Short exercise. Reproduce verbatim the rows from the line containing "Pick out the suit trousers." through the end of the rows, both ends included. Leave the pictures out of your answer.

Records for the task.
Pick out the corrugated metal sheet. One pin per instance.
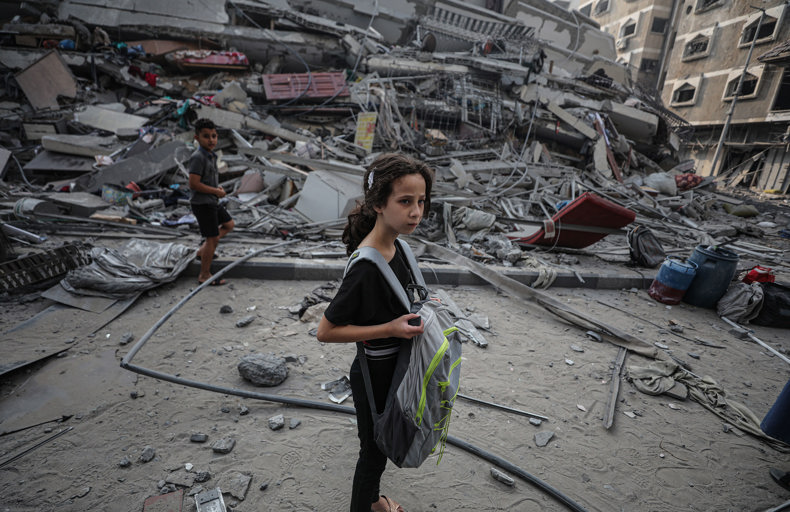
(289, 86)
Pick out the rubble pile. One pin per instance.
(97, 108)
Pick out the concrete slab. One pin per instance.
(139, 168)
(109, 120)
(79, 204)
(80, 145)
(328, 196)
(633, 123)
(45, 80)
(49, 162)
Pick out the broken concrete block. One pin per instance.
(110, 120)
(263, 369)
(148, 454)
(48, 162)
(79, 204)
(572, 120)
(45, 80)
(80, 145)
(542, 438)
(276, 422)
(633, 123)
(223, 445)
(139, 168)
(329, 195)
(236, 484)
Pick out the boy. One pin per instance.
(213, 219)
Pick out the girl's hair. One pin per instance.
(377, 184)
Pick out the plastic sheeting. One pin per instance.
(138, 266)
(660, 376)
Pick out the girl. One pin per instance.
(397, 193)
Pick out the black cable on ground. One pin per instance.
(126, 363)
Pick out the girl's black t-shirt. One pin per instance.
(365, 298)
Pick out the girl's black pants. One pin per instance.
(371, 462)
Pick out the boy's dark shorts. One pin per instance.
(209, 217)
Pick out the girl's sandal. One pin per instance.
(391, 505)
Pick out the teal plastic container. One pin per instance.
(673, 279)
(715, 269)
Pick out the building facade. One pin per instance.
(695, 52)
(640, 29)
(712, 43)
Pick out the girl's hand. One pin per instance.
(401, 328)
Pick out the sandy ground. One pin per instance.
(671, 455)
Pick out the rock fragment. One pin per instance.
(263, 369)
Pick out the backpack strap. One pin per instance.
(374, 256)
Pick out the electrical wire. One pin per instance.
(126, 363)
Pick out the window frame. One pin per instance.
(744, 43)
(653, 24)
(699, 8)
(685, 57)
(628, 23)
(606, 9)
(655, 66)
(785, 76)
(756, 71)
(695, 84)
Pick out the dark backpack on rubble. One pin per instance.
(644, 247)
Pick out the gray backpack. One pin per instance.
(416, 417)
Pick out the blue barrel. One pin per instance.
(715, 269)
(673, 279)
(777, 422)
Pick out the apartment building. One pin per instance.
(712, 40)
(694, 52)
(640, 29)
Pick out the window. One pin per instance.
(628, 29)
(697, 48)
(767, 28)
(748, 88)
(704, 5)
(648, 65)
(685, 92)
(782, 101)
(659, 25)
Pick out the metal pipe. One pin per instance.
(503, 407)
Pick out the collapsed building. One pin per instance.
(520, 107)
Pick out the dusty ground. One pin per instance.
(664, 458)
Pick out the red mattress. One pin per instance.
(586, 210)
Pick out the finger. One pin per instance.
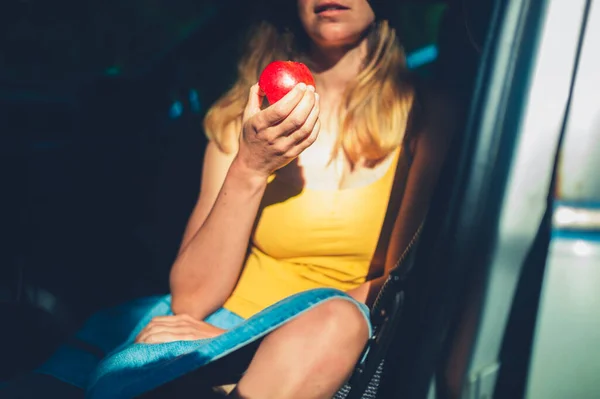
(298, 117)
(303, 145)
(281, 109)
(306, 129)
(161, 338)
(255, 98)
(156, 329)
(183, 334)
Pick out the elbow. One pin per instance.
(196, 301)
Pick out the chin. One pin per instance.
(335, 38)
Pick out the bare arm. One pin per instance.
(217, 236)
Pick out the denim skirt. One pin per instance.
(131, 369)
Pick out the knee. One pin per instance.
(341, 323)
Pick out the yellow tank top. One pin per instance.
(311, 239)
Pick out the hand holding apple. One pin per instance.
(272, 137)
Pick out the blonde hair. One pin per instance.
(374, 116)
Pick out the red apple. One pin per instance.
(279, 77)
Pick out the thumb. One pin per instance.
(255, 99)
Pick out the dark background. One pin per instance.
(101, 104)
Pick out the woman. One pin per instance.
(293, 197)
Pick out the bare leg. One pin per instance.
(308, 358)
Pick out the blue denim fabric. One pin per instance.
(133, 369)
(107, 330)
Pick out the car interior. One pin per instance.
(104, 169)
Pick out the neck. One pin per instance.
(334, 69)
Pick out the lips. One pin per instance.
(328, 6)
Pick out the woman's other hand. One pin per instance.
(176, 328)
(274, 136)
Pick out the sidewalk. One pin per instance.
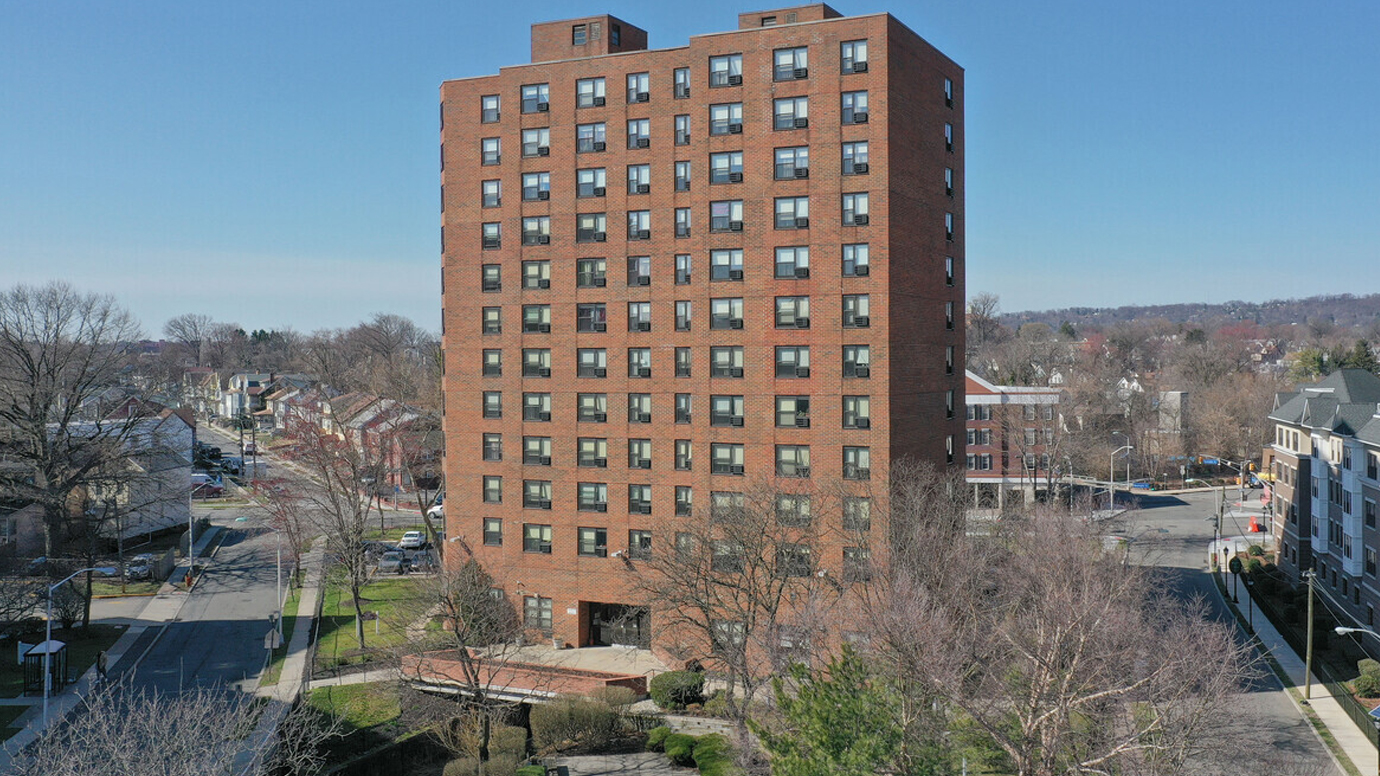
(123, 656)
(1348, 736)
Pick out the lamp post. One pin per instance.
(47, 638)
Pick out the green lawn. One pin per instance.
(83, 645)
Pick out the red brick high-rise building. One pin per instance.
(672, 272)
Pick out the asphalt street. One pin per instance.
(1173, 532)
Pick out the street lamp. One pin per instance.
(47, 638)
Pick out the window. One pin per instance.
(536, 539)
(791, 113)
(589, 182)
(639, 224)
(639, 316)
(536, 450)
(853, 55)
(536, 362)
(536, 275)
(794, 561)
(726, 361)
(685, 454)
(592, 408)
(639, 133)
(792, 510)
(536, 493)
(536, 187)
(491, 236)
(493, 532)
(491, 151)
(591, 316)
(489, 112)
(792, 312)
(493, 363)
(639, 544)
(639, 271)
(854, 159)
(792, 213)
(726, 71)
(856, 311)
(493, 194)
(639, 499)
(792, 163)
(536, 231)
(726, 410)
(639, 408)
(792, 362)
(536, 319)
(537, 612)
(493, 405)
(857, 512)
(591, 228)
(685, 500)
(792, 263)
(594, 541)
(493, 489)
(791, 64)
(726, 119)
(493, 321)
(589, 138)
(792, 412)
(639, 87)
(536, 408)
(857, 463)
(726, 167)
(726, 264)
(536, 98)
(536, 142)
(726, 314)
(854, 210)
(592, 453)
(639, 362)
(857, 412)
(726, 459)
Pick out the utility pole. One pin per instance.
(1307, 662)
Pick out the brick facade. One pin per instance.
(914, 283)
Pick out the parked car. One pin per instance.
(393, 562)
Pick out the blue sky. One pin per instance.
(275, 163)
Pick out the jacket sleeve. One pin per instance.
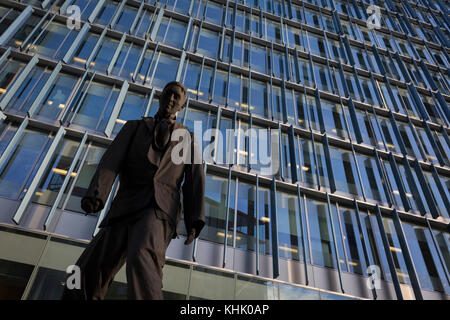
(110, 164)
(194, 190)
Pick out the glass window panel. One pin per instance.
(295, 38)
(8, 72)
(371, 177)
(96, 106)
(317, 45)
(344, 171)
(83, 179)
(29, 89)
(246, 221)
(214, 13)
(104, 54)
(220, 87)
(264, 223)
(289, 227)
(55, 36)
(126, 19)
(85, 50)
(22, 163)
(389, 135)
(323, 79)
(143, 23)
(396, 251)
(57, 97)
(166, 70)
(308, 166)
(215, 209)
(107, 11)
(132, 109)
(192, 78)
(427, 146)
(258, 99)
(426, 260)
(53, 178)
(248, 288)
(352, 240)
(175, 34)
(208, 43)
(24, 31)
(333, 117)
(321, 236)
(258, 58)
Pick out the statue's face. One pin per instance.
(171, 101)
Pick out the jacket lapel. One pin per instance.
(154, 156)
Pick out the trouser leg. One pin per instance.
(148, 240)
(99, 263)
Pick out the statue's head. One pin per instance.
(172, 100)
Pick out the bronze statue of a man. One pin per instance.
(146, 211)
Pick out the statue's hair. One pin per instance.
(175, 83)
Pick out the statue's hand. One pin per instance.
(191, 236)
(90, 205)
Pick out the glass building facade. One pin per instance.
(358, 207)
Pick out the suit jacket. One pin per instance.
(146, 179)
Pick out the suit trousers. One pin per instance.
(141, 243)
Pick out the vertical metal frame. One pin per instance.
(217, 133)
(257, 223)
(60, 194)
(293, 155)
(358, 172)
(136, 19)
(407, 256)
(157, 24)
(78, 87)
(280, 153)
(140, 60)
(334, 242)
(38, 176)
(43, 92)
(180, 66)
(369, 259)
(440, 187)
(96, 11)
(330, 169)
(116, 109)
(13, 27)
(96, 48)
(412, 186)
(116, 16)
(227, 217)
(18, 82)
(354, 119)
(300, 213)
(438, 250)
(116, 55)
(399, 182)
(388, 253)
(13, 142)
(426, 191)
(76, 43)
(274, 229)
(34, 31)
(80, 101)
(384, 178)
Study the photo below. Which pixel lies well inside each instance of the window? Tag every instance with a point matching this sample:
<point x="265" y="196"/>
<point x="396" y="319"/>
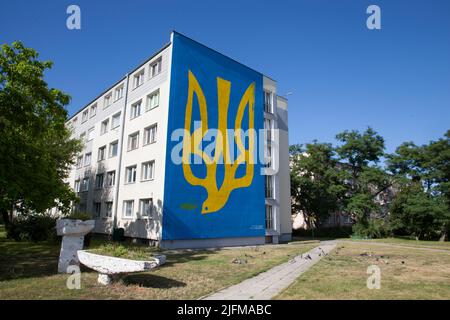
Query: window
<point x="128" y="208"/>
<point x="155" y="68"/>
<point x="101" y="153"/>
<point x="148" y="170"/>
<point x="138" y="78"/>
<point x="131" y="174"/>
<point x="97" y="209"/>
<point x="118" y="93"/>
<point x="150" y="134"/>
<point x="269" y="216"/>
<point x="115" y="121"/>
<point x="93" y="110"/>
<point x="104" y="126"/>
<point x="146" y="207"/>
<point x="268" y="102"/>
<point x="113" y="146"/>
<point x="108" y="205"/>
<point x="85" y="184"/>
<point x="85" y="115"/>
<point x="107" y="101"/>
<point x="110" y="178"/>
<point x="152" y="100"/>
<point x="91" y="133"/>
<point x="87" y="159"/>
<point x="79" y="161"/>
<point x="99" y="181"/>
<point x="135" y="109"/>
<point x="269" y="186"/>
<point x="133" y="141"/>
<point x="77" y="186"/>
<point x="268" y="156"/>
<point x="268" y="128"/>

Reply to the exercise.
Pick out the suit trousers. One pin per instance.
(141, 243)
Pick out the vertical metal frame. One pin per instance.
(217, 133)
(257, 223)
(60, 194)
(293, 155)
(358, 172)
(136, 19)
(407, 256)
(157, 24)
(78, 87)
(280, 153)
(140, 60)
(334, 242)
(38, 176)
(43, 92)
(180, 66)
(369, 259)
(440, 187)
(96, 11)
(330, 169)
(116, 109)
(13, 27)
(96, 48)
(412, 186)
(116, 16)
(227, 217)
(18, 82)
(354, 119)
(300, 213)
(438, 250)
(116, 55)
(399, 182)
(388, 253)
(13, 142)
(426, 191)
(76, 43)
(274, 229)
(34, 31)
(80, 101)
(384, 178)
Study the photo below. Which pixel lies well inside each instance of the window? Tag every instance with a point matching this sample:
<point x="265" y="196"/>
<point x="396" y="319"/>
Query: window
<point x="128" y="208"/>
<point x="155" y="68"/>
<point x="101" y="153"/>
<point x="148" y="170"/>
<point x="138" y="78"/>
<point x="131" y="174"/>
<point x="97" y="209"/>
<point x="118" y="93"/>
<point x="150" y="134"/>
<point x="269" y="216"/>
<point x="115" y="121"/>
<point x="93" y="110"/>
<point x="104" y="126"/>
<point x="146" y="207"/>
<point x="268" y="102"/>
<point x="113" y="146"/>
<point x="108" y="205"/>
<point x="85" y="184"/>
<point x="85" y="115"/>
<point x="107" y="101"/>
<point x="110" y="178"/>
<point x="152" y="100"/>
<point x="91" y="133"/>
<point x="87" y="159"/>
<point x="79" y="161"/>
<point x="99" y="181"/>
<point x="135" y="109"/>
<point x="269" y="186"/>
<point x="133" y="141"/>
<point x="77" y="186"/>
<point x="268" y="156"/>
<point x="268" y="128"/>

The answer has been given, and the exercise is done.